#### Trecho do texto ####

Colocar-se acima de seus colegas atrapalha Molly de viver a plenitude da sua adolescência, com todos os sentimentos confusos e impulsividades que esse momento pode ter e que ela tem dentro de si. Também dificulta que ela veja seus professores como os adultos cheios de falhas e perdidos que eles são. Dificulta até que ela veja Amy de verdade. Aos construir essas barreiras para se proteger, ela também impede que todos a alcancem e façam parte da sua vida genuinamente.
É interessante perceber como os seus colegas mudam com o andamento do filme. Não porque eles mudaram realmente, mas porque sempre estivemos os vendo pelas lentes de Molly. Conforme a armadura vai cedendo, ela (e nós) vamos vendo que aquelas são também pessoas complexas, com sonhos e inseguranças, que são na verdade bastante legais e que só estão ali fazendo as coisas que mais gostam enquanto se importam também com o próprio futuro. Elas percebem que ninguém cabe na caixa em que elas as colocaram, incluindo elas mesmas.
E isso é extremamente libertador.
O que Molly e Amy vivem em uma noite é um intensivo de quebra de estereótipos em um momento em que elas estão bem abertas para experimentar e dispostas a perceber que elas também são um estereótipo aos olhos dos outros. Mas a verdade é que esse é um trabalho de uma vida inteira que nem sempre é simples e a gente nunca vai parar de precisar relembrar disso, tanto nas nossas relações com os outros, quanto com nós mesmas. E claro, lembrar que essas descobertas podem ser muito mais divertidas do que a gente imagina e que a versão de nós que nos espera do outro lado dessa fenda pode ser muito mais interessante do que jamais sonhamos.

#### Listagem ####

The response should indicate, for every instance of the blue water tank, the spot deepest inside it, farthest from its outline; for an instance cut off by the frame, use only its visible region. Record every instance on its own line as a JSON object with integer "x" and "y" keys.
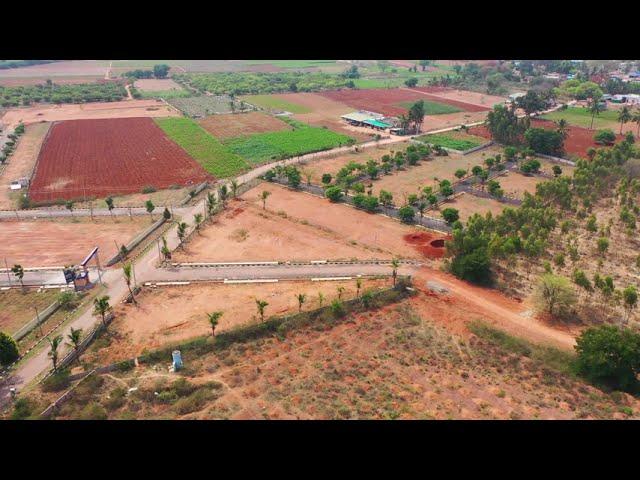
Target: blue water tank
{"x": 177, "y": 360}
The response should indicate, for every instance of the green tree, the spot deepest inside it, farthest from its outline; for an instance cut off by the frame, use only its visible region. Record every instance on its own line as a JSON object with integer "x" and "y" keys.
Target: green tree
{"x": 554, "y": 294}
{"x": 334, "y": 194}
{"x": 301, "y": 297}
{"x": 609, "y": 355}
{"x": 450, "y": 215}
{"x": 624, "y": 116}
{"x": 127, "y": 271}
{"x": 8, "y": 350}
{"x": 214, "y": 318}
{"x": 630, "y": 297}
{"x": 18, "y": 271}
{"x": 406, "y": 214}
{"x": 261, "y": 305}
{"x": 54, "y": 343}
{"x": 75, "y": 339}
{"x": 110, "y": 206}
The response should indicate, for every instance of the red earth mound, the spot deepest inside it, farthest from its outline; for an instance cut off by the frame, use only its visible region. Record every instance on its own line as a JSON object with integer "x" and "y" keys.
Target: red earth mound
{"x": 429, "y": 245}
{"x": 96, "y": 158}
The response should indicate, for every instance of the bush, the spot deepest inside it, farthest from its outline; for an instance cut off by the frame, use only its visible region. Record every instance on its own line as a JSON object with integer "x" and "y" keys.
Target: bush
{"x": 406, "y": 214}
{"x": 56, "y": 382}
{"x": 605, "y": 137}
{"x": 609, "y": 355}
{"x": 93, "y": 411}
{"x": 8, "y": 349}
{"x": 450, "y": 215}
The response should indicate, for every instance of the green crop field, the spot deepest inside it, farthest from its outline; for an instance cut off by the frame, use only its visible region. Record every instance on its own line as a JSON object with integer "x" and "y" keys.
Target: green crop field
{"x": 433, "y": 108}
{"x": 273, "y": 103}
{"x": 287, "y": 143}
{"x": 581, "y": 117}
{"x": 214, "y": 157}
{"x": 454, "y": 140}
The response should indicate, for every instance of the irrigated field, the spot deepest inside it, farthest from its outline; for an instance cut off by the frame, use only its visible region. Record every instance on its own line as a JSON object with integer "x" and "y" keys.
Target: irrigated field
{"x": 578, "y": 142}
{"x": 59, "y": 242}
{"x": 87, "y": 111}
{"x": 242, "y": 124}
{"x": 214, "y": 157}
{"x": 97, "y": 158}
{"x": 21, "y": 163}
{"x": 394, "y": 101}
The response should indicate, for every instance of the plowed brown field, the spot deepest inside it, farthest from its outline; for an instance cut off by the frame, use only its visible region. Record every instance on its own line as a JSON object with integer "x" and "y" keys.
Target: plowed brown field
{"x": 97, "y": 158}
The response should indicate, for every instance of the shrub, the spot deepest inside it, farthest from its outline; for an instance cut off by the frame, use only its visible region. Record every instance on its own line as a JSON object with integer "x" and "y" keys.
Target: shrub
{"x": 337, "y": 309}
{"x": 334, "y": 194}
{"x": 450, "y": 215}
{"x": 8, "y": 349}
{"x": 609, "y": 355}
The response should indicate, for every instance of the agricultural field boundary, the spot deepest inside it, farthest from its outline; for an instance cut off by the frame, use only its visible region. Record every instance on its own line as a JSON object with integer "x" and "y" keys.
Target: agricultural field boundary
{"x": 277, "y": 325}
{"x": 39, "y": 319}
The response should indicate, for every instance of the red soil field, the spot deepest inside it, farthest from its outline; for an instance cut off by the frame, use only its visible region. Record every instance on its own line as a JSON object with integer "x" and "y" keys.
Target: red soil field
{"x": 577, "y": 143}
{"x": 429, "y": 245}
{"x": 387, "y": 101}
{"x": 97, "y": 158}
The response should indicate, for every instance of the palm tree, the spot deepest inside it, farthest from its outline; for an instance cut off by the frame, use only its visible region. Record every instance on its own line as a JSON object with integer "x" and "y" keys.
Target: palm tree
{"x": 75, "y": 338}
{"x": 301, "y": 299}
{"x": 182, "y": 231}
{"x": 261, "y": 304}
{"x": 563, "y": 128}
{"x": 594, "y": 108}
{"x": 265, "y": 194}
{"x": 394, "y": 265}
{"x": 636, "y": 119}
{"x": 624, "y": 116}
{"x": 127, "y": 270}
{"x": 53, "y": 352}
{"x": 166, "y": 253}
{"x": 101, "y": 307}
{"x": 211, "y": 204}
{"x": 18, "y": 271}
{"x": 197, "y": 219}
{"x": 214, "y": 318}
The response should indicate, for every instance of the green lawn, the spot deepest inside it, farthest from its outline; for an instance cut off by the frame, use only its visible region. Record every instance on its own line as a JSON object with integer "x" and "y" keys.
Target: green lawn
{"x": 273, "y": 103}
{"x": 303, "y": 139}
{"x": 581, "y": 117}
{"x": 433, "y": 108}
{"x": 214, "y": 157}
{"x": 454, "y": 140}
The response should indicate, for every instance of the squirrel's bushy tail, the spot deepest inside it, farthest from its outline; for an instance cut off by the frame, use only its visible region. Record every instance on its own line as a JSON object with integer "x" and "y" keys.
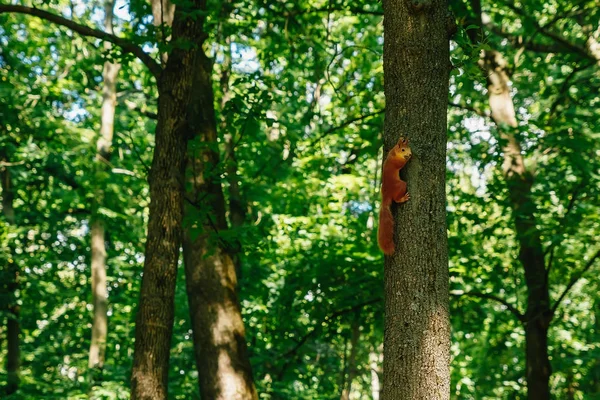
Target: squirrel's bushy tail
{"x": 385, "y": 233}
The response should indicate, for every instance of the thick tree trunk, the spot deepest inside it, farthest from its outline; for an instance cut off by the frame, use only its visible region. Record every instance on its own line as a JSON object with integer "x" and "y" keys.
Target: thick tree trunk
{"x": 154, "y": 320}
{"x": 13, "y": 356}
{"x": 224, "y": 370}
{"x": 99, "y": 292}
{"x": 417, "y": 327}
{"x": 352, "y": 371}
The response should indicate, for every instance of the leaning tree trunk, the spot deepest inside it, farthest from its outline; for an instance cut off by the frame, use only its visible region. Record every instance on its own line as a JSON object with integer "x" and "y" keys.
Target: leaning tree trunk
{"x": 154, "y": 320}
{"x": 417, "y": 326}
{"x": 224, "y": 370}
{"x": 103, "y": 149}
{"x": 13, "y": 356}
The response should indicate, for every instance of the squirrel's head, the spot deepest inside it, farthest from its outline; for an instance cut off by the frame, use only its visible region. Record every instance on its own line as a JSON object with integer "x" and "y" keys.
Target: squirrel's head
{"x": 402, "y": 149}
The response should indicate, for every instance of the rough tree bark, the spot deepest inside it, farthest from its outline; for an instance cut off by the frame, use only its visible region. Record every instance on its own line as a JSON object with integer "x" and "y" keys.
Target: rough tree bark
{"x": 224, "y": 370}
{"x": 417, "y": 326}
{"x": 13, "y": 356}
{"x": 154, "y": 320}
{"x": 103, "y": 149}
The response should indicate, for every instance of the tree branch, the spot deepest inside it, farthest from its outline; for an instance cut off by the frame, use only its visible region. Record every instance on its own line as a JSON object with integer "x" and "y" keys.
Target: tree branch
{"x": 327, "y": 318}
{"x": 519, "y": 41}
{"x": 125, "y": 45}
{"x": 353, "y": 10}
{"x": 487, "y": 296}
{"x": 477, "y": 111}
{"x": 574, "y": 280}
{"x": 552, "y": 35}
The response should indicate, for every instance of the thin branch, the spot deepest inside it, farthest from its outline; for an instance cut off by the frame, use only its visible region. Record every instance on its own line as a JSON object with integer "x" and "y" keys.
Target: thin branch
{"x": 477, "y": 111}
{"x": 552, "y": 35}
{"x": 318, "y": 138}
{"x": 328, "y": 9}
{"x": 125, "y": 45}
{"x": 519, "y": 41}
{"x": 575, "y": 279}
{"x": 327, "y": 318}
{"x": 560, "y": 224}
{"x": 565, "y": 87}
{"x": 487, "y": 296}
{"x": 345, "y": 124}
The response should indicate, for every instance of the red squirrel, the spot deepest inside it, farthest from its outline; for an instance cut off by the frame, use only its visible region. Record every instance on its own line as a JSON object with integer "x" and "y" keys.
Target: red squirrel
{"x": 392, "y": 188}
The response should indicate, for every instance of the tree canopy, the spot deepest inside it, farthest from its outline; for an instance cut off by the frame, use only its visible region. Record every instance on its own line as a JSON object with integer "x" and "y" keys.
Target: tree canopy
{"x": 299, "y": 109}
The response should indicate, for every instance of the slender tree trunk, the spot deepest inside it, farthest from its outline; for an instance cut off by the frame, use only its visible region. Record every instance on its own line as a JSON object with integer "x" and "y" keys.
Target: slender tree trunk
{"x": 519, "y": 182}
{"x": 154, "y": 320}
{"x": 99, "y": 292}
{"x": 374, "y": 365}
{"x": 531, "y": 254}
{"x": 417, "y": 326}
{"x": 224, "y": 370}
{"x": 237, "y": 204}
{"x": 352, "y": 371}
{"x": 13, "y": 356}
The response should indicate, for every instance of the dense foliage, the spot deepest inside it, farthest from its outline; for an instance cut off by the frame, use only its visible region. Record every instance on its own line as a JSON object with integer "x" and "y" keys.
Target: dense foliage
{"x": 304, "y": 106}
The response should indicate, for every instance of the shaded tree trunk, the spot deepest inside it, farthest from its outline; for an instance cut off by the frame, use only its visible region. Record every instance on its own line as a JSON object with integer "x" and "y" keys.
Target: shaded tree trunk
{"x": 13, "y": 356}
{"x": 237, "y": 204}
{"x": 519, "y": 182}
{"x": 374, "y": 365}
{"x": 417, "y": 326}
{"x": 154, "y": 320}
{"x": 224, "y": 370}
{"x": 531, "y": 254}
{"x": 103, "y": 146}
{"x": 352, "y": 371}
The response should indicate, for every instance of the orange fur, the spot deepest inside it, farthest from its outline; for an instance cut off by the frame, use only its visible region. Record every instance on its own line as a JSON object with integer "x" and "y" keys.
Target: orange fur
{"x": 392, "y": 189}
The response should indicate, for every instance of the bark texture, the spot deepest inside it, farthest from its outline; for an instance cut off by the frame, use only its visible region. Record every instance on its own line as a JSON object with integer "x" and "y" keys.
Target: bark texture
{"x": 10, "y": 286}
{"x": 154, "y": 320}
{"x": 103, "y": 149}
{"x": 417, "y": 326}
{"x": 224, "y": 370}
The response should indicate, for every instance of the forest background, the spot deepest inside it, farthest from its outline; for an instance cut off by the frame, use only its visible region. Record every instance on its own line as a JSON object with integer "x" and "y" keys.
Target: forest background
{"x": 294, "y": 158}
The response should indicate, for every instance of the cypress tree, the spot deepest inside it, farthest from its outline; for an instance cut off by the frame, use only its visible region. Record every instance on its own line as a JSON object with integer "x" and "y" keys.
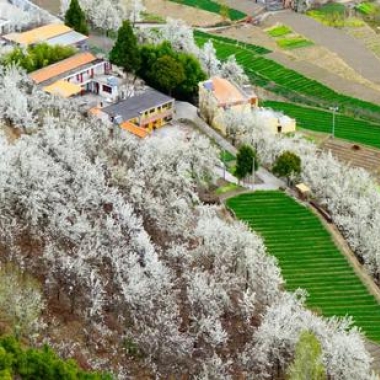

####

=== Complete o seguinte ===
a. Transcreva, do texto sobre Molly e Amy, o trecho que vai de "Colocar-se acima de" até "sua vida genuinamente.".
b. Dê continuidade ao texto sobre Molly e Amy a partir do ponto em que ele termina.

=== Respostas por tarefa ===
a.
Colocar-se acima de seus colegas atrapalha Molly de viver a plenitude da sua adolescência, com todos os sentimentos confusos e impulsividades que esse momento pode ter e que ela tem dentro de si. Também dificulta que ela veja seus professores como os adultos cheios de falhas e perdidos que eles são. Dificulta até que ela veja Amy de verdade. Aos construir essas barreiras para se proteger, ela também impede que todos a alcancem e façam parte da sua vida genuinamente.

b.
Até o próximo passeio :)
Onde assistir
Booksmart está disponível na Amazon Prime.
Informações extras
- Esse foi o filme de estreia na direção da atriz Olivia Wilde, que você com certeza já viu em vários outros filmes por aí. É engraçado lembrar que ela própria atuou em um drama adolescente anos atrás, fazendo um dos pares românticos problemáticos de Marissa na série The O.C.
- A atriz Kaitlyn Dever, que interpreta Amy, estará na segunda temporada de The Last of Us (sobre o qual já falamos aqui!), que tem previsão para estrear apenas em 2025.
- Amy é uma personagem lésbica que ainda não teve nenhuma experiência com garotas e tem várias inseguranças com isso. No filme Está tudo bem comigo? que entrou no catálogo da Max recentemente, Dakota Johnson interpreta uma mulher de 30 e poucos anos que está se descobrindo lésbica agora e tem inseguranças muito semelhantes às de Amy, com o peso de achar que ela já devia ter descoberto tudo isso antes. É um bom exemplo do assunto da edição de hoje e de como a gente está sempre nesse processo de se descobrir, quebrar estereótipos e perceber que ainda não sabemos tudo.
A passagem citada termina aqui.